▶ Supplied information
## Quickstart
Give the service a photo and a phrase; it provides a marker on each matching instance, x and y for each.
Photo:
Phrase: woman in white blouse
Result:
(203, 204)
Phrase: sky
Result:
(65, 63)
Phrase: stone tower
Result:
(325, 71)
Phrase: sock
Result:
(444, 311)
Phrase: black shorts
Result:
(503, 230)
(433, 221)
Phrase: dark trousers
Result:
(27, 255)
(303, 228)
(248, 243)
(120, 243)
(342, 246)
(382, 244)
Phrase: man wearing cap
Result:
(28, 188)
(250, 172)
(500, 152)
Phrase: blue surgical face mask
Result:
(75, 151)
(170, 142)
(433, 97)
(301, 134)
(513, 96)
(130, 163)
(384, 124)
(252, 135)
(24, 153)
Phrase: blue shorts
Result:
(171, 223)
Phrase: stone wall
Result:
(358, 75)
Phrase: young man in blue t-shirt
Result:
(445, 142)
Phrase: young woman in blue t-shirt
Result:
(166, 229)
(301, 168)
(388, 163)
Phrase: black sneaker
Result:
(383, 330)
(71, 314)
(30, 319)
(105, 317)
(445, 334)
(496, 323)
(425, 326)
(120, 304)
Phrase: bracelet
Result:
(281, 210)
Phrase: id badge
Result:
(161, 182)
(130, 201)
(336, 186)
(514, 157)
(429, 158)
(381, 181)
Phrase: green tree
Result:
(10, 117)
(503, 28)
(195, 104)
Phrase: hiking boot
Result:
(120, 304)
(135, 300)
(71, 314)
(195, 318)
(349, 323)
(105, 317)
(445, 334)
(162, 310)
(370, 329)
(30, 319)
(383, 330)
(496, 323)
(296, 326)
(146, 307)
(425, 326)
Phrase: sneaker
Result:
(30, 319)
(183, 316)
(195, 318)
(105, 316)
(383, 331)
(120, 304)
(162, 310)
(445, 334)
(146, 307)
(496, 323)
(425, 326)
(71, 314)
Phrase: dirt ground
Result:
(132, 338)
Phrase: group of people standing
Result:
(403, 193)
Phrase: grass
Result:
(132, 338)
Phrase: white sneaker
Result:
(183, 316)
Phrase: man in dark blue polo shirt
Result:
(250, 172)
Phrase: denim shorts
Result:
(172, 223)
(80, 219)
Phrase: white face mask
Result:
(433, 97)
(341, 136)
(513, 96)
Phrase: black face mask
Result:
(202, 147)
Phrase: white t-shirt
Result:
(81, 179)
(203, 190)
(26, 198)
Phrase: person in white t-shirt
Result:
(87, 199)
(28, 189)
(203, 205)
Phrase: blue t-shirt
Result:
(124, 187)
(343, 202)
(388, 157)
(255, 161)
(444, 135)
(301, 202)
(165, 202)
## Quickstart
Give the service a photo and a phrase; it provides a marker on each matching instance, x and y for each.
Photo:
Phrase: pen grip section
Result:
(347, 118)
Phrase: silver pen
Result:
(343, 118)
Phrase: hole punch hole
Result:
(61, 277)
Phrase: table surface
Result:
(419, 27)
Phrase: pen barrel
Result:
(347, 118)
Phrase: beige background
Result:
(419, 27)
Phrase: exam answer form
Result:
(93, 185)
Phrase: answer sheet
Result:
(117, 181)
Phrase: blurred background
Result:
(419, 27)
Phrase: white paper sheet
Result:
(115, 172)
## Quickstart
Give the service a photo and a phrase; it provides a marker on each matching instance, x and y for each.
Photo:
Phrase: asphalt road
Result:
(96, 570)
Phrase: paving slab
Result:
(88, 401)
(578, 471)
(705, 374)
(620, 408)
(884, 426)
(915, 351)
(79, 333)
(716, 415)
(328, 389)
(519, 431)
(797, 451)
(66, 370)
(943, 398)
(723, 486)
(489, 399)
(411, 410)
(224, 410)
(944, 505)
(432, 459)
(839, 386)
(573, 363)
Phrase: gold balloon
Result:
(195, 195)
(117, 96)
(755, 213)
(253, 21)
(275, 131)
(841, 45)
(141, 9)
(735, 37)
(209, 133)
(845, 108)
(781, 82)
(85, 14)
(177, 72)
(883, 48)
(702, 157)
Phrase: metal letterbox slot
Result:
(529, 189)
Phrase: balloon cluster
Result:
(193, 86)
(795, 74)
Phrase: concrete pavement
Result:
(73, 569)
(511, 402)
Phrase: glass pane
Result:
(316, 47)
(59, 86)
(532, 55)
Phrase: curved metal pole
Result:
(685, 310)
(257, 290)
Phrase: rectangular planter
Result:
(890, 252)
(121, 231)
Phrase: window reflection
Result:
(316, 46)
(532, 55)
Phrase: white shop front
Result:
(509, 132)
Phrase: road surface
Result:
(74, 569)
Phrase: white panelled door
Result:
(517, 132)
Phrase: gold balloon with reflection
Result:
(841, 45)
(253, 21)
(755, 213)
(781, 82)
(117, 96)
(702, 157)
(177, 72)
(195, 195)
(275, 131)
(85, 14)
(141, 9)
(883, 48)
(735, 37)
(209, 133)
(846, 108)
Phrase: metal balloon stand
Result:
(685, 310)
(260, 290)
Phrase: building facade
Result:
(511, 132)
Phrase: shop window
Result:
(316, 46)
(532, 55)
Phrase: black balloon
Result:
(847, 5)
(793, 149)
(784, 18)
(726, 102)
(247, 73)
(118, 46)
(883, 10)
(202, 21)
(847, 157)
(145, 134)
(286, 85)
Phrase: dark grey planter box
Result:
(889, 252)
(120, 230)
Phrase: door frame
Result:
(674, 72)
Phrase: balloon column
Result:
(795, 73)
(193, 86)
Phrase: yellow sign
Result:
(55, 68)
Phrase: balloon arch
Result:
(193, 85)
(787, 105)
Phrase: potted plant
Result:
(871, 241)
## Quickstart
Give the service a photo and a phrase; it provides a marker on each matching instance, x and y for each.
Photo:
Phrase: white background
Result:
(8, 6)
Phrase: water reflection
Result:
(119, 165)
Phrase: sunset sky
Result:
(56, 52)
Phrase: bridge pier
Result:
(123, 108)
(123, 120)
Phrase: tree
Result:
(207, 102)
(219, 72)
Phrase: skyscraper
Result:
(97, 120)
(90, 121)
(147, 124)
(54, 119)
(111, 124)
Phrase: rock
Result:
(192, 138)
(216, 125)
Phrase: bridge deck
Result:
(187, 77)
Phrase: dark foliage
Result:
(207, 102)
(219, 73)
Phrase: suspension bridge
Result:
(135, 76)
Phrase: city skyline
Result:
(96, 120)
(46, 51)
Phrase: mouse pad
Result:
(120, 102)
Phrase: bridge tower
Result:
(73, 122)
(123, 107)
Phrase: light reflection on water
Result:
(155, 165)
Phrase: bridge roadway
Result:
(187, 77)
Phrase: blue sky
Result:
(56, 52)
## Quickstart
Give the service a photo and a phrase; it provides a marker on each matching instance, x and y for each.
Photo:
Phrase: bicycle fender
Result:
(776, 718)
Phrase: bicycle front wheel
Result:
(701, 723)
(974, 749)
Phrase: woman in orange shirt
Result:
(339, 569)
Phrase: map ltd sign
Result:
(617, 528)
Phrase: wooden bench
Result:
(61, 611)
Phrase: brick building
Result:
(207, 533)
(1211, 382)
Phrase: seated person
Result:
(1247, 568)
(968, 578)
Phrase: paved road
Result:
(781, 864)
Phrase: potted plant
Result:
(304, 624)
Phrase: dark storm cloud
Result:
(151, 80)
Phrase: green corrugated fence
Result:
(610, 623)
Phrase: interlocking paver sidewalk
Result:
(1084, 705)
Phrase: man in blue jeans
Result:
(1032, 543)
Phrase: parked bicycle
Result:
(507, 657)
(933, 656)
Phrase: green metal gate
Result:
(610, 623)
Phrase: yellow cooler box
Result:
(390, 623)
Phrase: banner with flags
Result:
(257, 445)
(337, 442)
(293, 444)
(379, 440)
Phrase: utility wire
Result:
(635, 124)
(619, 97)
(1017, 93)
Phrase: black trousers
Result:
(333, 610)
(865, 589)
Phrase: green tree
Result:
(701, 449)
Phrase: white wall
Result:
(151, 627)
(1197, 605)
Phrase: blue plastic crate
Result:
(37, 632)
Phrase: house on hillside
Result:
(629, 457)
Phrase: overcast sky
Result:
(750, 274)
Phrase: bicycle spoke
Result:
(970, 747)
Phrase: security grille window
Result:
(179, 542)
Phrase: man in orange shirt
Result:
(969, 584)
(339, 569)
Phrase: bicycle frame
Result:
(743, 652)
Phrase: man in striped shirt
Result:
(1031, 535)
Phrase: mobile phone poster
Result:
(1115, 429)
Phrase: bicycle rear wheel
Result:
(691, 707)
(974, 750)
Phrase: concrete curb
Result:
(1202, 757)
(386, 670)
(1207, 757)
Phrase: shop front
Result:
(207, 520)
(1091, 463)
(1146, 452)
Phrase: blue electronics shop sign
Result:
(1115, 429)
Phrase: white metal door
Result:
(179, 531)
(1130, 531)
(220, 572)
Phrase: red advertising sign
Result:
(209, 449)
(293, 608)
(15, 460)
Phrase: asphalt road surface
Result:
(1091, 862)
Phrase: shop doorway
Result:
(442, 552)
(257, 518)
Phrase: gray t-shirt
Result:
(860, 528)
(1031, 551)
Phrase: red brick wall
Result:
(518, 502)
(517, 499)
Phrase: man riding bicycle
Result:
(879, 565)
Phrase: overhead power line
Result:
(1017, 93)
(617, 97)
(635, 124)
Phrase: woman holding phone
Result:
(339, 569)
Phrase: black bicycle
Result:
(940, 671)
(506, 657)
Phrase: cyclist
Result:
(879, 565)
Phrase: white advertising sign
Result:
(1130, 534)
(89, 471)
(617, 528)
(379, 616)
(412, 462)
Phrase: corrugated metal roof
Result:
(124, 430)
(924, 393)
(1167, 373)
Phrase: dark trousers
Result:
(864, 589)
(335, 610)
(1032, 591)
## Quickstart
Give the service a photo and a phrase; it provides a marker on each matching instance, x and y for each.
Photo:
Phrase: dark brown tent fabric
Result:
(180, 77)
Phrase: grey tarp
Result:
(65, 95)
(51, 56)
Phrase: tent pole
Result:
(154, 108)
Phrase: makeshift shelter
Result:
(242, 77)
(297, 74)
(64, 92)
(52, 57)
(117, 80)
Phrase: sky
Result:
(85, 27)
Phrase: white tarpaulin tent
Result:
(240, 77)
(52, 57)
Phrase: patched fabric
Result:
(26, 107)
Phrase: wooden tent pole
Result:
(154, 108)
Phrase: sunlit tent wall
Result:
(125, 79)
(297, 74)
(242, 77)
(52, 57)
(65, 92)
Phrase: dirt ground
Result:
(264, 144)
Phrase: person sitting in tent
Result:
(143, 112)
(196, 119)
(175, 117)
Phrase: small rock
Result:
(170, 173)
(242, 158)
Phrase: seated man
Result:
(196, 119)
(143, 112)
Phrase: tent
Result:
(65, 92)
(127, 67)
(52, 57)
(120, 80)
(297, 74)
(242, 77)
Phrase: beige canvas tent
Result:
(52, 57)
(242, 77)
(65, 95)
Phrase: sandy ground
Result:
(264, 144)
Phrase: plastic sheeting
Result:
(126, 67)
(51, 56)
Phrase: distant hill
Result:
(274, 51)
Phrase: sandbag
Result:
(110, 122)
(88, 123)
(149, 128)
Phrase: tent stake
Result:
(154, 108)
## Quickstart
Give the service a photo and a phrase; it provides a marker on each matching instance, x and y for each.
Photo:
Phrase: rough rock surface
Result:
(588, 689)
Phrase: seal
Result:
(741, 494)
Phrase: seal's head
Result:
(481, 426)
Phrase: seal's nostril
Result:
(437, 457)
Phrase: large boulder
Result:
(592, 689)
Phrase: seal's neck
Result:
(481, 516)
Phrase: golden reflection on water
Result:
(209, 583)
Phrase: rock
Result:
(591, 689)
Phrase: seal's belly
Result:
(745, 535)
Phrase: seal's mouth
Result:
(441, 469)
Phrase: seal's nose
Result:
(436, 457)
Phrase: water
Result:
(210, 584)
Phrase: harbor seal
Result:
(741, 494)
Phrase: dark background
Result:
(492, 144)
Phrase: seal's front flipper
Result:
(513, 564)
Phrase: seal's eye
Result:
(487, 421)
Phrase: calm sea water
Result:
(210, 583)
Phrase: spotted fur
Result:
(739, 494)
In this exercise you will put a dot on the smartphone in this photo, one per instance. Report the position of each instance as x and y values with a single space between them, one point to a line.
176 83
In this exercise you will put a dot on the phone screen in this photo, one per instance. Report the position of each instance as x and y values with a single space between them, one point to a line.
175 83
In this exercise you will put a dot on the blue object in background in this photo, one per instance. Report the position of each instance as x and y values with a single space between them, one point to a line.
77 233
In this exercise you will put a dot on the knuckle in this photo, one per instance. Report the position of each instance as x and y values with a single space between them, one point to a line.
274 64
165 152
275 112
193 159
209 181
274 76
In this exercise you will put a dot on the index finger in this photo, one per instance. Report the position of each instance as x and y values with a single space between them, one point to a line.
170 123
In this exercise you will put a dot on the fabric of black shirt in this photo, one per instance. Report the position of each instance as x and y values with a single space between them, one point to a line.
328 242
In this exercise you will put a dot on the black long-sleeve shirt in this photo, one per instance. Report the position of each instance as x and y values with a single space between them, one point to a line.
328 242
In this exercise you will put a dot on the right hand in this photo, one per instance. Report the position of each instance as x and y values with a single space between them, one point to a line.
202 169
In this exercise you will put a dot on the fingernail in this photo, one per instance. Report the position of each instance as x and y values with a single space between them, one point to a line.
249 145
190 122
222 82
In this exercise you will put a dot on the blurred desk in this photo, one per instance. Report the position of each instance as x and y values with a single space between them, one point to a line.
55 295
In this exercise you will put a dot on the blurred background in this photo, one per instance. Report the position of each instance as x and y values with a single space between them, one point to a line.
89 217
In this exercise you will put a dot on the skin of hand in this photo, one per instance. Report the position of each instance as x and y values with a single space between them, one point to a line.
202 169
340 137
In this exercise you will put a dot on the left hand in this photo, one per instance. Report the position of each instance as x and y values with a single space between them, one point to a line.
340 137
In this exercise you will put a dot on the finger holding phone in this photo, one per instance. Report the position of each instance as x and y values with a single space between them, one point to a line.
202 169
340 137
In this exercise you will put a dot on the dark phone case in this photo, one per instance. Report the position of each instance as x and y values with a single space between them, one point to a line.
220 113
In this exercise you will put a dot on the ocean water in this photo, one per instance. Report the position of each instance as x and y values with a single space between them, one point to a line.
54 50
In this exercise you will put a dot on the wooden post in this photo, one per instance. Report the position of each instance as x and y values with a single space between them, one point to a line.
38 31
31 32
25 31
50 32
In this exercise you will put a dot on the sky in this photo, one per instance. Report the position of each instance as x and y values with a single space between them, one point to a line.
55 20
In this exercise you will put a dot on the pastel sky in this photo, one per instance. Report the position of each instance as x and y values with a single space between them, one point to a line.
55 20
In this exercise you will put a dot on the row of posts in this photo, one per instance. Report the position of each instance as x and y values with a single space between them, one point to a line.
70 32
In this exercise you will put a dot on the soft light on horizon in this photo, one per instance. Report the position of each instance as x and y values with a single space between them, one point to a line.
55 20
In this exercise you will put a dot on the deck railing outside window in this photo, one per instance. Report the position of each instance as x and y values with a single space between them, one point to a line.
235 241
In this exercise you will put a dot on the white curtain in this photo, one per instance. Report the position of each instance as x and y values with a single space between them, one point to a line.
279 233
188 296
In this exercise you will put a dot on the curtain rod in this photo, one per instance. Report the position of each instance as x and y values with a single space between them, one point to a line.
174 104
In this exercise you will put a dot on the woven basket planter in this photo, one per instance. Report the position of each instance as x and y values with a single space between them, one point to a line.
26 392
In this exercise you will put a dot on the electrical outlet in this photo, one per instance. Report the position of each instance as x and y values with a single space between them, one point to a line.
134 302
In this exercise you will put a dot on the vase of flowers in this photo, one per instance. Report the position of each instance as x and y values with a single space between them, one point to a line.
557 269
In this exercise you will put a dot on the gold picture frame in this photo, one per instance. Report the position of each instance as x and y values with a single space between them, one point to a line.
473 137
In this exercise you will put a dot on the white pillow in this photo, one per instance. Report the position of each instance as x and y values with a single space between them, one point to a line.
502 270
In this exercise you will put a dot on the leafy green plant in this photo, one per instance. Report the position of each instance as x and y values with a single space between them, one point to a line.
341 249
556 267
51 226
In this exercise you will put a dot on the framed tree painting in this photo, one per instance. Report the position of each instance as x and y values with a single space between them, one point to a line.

▶ What you need to do
Your answer must be every line from the entries that contains the string "seal", copied as it stands.

▶ Expected output
Phrase: seal
Phrase: seal's head
Phrase: seal's nostril
Phrase: seal's neck
Phrase: seal's belly
Phrase: seal's mouth
Phrase: seal's nose
Phrase: harbor seal
Phrase: seal's front flipper
Phrase: seal's eye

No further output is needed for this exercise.